▸ **Document text**:
● ● ● ●

Grew up in Portland, Oregon, daughter of an Air Force officer.. Educated USAFA; Edwards. US Air Force flight test engineer. Total EVA Time: 0.37 days. Number of EVAs: 1.
As a flight test engineer, Helms has flown in 30 different types of U.S. and Canadian military aircraft.
Selected by NASA in January 1990, Helms became an astronaut in July 1991. She is qualified for assignment as a mission specialist on future Space Shuttle flight crews. Her technical assignments to date include working RMS/robotics issues in the Mission Development Branch of the Astronaut Office, and as a CAPCOM (spacecraft communicator) for STS-57, STS-51, STS-58, STS-60 & STS-61. She is currently the Branch Chief for Payloads/Habitability for the Astronaut Office. A veteran of three space flights, Helms has orbited the Earth 544 times, traveled over 14 million miles, and has logged a total of 33 days, 20 hours, 17 minutes, and 17 seconds in space.

● ● ● ●

▸ **Stored data**:
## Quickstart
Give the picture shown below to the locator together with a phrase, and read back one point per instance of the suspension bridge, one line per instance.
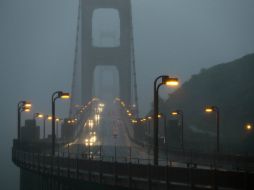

● ● ● ●

▸ **Problems to work on**:
1. Answer these from the astronaut biography, one per line:
(a) In how many types of military aircraft has Helms flown as a flight test engineer?
(b) In what month and year was Helms selected by NASA?
(c) How many times has Helms orbited the Earth?
2. Decide whether each statement agrees with the astronaut biography. Answer yes or no and quote the deciding words.
(a) Helms grew up in Portland, Oregon.
(b) Helms became an astronaut in January 1990.
(c) Helms is a veteran of four space flights.
3. Write out the passage of the astronaut biography starting at "Selected by NASA" and ending at "seconds in space.".

▸ **Exercise results**:
1.
(a) 30 different types of U.S. and Canadian military aircraft
(b) January 1990
(c) 544 times

2.
(a) Yes: "Grew up in Portland, Oregon"
(b) No: "Selected by NASA in January 1990, Helms became an astronaut in July 1991."
(c) No: "A veteran of three space flights"

3.
Selected by NASA in January 1990, Helms became an astronaut in July 1991. She is qualified for assignment as a mission specialist on future Space Shuttle flight crews. Her technical assignments to date include working RMS/robotics issues in the Mission Development Branch of the Astronaut Office, and as a CAPCOM (spacecraft communicator) for STS-57, STS-51, STS-58, STS-60 & STS-61. She is currently the Branch Chief for Payloads/Habitability for the Astronaut Office. A veteran of three space flights, Helms has orbited the Earth 544 times, traveled over 14 million miles, and has logged a total of 33 days, 20 hours, 17 minutes, and 17 seconds in space.